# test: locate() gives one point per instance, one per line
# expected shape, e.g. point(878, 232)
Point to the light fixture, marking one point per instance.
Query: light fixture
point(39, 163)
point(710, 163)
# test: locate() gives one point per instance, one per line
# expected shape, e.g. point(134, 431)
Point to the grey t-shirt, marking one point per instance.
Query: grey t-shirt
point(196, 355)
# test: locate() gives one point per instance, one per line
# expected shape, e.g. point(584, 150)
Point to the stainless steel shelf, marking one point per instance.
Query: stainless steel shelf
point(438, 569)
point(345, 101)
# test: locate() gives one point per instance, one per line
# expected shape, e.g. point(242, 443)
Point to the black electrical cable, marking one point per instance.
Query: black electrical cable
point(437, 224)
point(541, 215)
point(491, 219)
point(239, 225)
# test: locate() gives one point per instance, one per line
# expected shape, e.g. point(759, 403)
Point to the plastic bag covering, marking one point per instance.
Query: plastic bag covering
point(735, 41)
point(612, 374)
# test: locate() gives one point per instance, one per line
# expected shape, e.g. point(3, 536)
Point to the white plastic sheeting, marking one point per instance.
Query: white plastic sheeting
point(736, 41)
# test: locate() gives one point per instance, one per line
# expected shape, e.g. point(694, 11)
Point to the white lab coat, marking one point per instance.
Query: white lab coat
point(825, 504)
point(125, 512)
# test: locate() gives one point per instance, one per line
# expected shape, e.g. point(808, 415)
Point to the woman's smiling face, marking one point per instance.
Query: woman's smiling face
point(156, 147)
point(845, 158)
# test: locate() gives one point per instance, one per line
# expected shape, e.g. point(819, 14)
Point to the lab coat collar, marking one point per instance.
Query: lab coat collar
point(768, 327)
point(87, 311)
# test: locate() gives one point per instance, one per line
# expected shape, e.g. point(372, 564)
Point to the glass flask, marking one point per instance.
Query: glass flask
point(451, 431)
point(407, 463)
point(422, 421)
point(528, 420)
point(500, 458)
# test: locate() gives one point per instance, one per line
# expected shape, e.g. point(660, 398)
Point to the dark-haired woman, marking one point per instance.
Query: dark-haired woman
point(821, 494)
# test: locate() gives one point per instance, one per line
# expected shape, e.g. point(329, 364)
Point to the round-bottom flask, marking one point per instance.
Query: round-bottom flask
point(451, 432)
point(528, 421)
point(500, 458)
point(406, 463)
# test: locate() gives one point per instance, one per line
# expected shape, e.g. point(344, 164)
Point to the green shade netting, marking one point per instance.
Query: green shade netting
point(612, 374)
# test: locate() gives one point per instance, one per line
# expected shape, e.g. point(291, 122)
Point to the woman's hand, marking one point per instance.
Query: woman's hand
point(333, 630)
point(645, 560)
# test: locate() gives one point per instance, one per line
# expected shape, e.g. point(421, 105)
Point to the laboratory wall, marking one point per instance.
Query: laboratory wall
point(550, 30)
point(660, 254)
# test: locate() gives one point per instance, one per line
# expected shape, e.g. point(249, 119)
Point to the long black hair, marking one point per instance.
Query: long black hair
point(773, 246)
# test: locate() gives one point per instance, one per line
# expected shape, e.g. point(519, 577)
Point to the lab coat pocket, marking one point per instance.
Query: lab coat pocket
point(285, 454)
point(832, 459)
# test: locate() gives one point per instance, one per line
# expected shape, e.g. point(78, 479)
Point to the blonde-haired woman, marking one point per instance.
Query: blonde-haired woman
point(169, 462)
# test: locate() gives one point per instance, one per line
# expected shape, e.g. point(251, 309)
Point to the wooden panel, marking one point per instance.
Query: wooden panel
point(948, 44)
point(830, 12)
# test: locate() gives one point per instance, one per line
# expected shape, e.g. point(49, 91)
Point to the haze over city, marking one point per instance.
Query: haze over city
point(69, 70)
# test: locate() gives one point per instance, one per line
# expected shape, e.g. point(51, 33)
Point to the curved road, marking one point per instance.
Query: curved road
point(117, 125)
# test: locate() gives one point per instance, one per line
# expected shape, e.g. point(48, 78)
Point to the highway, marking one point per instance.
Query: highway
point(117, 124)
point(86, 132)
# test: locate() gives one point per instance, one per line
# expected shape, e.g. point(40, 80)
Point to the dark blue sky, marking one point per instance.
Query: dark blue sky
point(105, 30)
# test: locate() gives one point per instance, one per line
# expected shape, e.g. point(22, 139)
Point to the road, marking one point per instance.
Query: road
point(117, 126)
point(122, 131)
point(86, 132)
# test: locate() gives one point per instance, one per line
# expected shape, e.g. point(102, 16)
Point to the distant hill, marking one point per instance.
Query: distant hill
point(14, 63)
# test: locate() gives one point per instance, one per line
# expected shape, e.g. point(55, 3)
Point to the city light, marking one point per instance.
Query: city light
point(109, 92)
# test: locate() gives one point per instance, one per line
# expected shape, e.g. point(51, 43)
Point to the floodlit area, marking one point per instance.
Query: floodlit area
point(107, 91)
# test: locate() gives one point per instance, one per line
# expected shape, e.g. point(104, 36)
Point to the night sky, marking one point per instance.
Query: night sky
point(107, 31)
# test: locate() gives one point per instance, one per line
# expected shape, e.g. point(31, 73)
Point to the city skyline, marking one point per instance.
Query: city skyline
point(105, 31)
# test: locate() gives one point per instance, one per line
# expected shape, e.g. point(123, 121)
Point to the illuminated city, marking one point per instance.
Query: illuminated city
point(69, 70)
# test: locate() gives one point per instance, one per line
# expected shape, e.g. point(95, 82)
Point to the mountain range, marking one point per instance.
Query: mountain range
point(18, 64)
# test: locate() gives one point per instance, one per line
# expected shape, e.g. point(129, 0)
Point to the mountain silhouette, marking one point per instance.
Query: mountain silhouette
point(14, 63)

☆ ☆ ☆

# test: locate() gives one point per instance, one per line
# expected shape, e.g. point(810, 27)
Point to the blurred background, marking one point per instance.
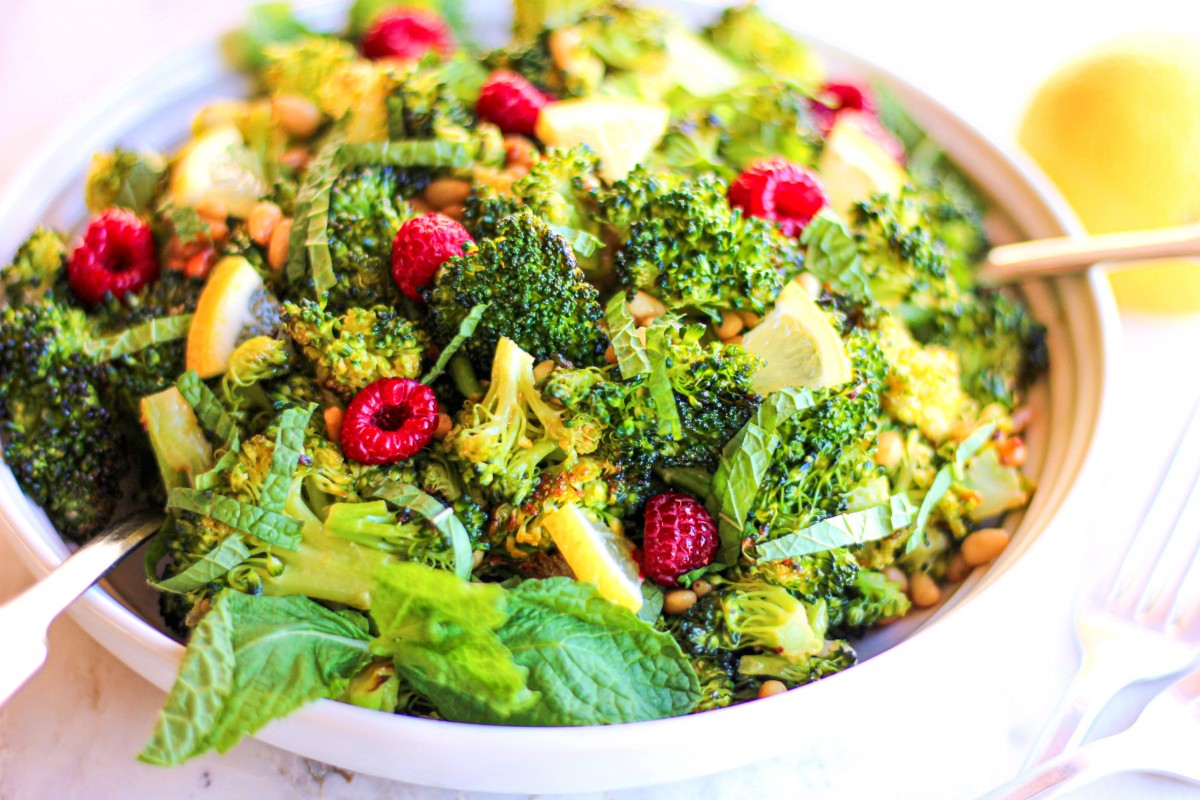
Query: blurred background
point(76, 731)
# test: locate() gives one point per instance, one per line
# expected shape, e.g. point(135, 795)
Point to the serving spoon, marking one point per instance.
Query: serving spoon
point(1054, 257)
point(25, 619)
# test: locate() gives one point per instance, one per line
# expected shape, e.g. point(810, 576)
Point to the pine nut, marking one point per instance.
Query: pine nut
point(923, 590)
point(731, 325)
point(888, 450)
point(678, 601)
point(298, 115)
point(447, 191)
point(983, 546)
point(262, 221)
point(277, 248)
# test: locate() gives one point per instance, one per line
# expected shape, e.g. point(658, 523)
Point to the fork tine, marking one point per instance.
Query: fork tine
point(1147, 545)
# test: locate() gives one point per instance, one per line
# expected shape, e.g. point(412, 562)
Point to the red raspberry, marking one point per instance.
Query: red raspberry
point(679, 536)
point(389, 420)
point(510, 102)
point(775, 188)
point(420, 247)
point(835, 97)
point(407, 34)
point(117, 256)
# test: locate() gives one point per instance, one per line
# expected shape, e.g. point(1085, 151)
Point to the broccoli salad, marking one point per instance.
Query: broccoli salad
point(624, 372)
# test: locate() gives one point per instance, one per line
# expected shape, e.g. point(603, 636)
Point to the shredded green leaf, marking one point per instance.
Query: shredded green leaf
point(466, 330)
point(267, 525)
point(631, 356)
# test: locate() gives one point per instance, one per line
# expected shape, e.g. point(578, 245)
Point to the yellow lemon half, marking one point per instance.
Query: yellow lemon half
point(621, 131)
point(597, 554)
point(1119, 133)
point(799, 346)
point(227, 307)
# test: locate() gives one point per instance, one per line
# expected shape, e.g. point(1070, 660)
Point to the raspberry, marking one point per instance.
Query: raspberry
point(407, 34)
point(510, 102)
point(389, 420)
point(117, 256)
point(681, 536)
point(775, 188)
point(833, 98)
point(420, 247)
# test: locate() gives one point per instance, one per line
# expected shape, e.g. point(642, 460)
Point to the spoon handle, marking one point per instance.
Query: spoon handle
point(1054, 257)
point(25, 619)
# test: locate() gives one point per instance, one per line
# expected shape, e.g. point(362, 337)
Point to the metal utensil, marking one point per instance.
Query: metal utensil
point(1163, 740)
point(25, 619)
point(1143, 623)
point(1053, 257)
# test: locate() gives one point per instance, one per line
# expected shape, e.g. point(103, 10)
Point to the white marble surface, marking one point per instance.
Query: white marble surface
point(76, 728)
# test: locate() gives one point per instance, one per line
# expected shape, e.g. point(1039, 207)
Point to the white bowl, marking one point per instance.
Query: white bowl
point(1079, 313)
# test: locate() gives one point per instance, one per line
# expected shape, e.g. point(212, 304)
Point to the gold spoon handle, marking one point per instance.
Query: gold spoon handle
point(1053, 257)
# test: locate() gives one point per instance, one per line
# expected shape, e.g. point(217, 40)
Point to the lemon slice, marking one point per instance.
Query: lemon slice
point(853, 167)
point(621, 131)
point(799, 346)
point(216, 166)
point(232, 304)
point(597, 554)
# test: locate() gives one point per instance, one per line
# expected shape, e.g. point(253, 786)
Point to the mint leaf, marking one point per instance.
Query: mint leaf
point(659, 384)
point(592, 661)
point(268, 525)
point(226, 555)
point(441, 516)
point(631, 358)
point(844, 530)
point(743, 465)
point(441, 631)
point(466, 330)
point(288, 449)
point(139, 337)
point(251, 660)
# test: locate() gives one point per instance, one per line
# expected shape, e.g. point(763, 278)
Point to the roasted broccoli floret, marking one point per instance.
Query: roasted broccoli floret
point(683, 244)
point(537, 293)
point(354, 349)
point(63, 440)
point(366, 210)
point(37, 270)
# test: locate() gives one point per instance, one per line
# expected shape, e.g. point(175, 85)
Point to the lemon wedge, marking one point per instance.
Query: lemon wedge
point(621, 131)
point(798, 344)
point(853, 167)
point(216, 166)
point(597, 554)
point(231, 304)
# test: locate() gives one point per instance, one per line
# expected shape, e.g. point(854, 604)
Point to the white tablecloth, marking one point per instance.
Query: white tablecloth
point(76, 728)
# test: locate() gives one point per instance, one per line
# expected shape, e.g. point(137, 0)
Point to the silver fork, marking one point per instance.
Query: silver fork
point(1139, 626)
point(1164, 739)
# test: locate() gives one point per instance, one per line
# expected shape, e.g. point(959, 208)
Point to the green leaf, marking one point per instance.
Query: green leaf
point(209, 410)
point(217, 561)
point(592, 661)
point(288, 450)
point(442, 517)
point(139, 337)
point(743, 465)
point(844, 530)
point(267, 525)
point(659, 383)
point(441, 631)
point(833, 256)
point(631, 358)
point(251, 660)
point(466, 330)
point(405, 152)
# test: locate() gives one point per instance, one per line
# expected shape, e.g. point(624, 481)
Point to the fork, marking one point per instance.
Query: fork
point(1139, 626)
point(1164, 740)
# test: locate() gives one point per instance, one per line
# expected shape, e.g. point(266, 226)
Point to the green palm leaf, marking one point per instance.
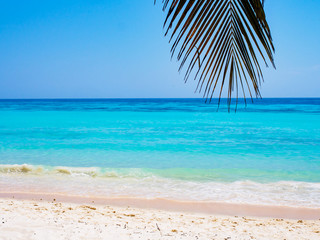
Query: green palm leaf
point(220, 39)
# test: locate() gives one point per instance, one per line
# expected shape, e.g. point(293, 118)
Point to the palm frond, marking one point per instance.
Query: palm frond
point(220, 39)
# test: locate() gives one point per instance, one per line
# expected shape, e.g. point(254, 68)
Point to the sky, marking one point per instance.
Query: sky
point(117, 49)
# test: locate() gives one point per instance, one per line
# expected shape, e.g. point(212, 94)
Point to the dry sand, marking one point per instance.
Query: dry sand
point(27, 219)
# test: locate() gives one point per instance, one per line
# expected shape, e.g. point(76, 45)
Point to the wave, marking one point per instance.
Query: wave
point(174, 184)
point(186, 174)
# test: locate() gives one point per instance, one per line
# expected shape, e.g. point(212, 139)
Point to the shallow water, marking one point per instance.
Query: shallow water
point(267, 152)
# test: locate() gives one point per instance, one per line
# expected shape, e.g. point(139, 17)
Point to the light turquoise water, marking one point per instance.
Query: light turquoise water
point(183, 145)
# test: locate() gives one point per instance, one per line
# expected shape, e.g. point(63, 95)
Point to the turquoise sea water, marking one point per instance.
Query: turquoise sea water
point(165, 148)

☆ ☆ ☆

:: TASK DIRECTIONS ::
Count the lines in the records above that contain the string "gold", treating uppercase and lowercase as different, and give only that number.

:: THE RESULT ::
2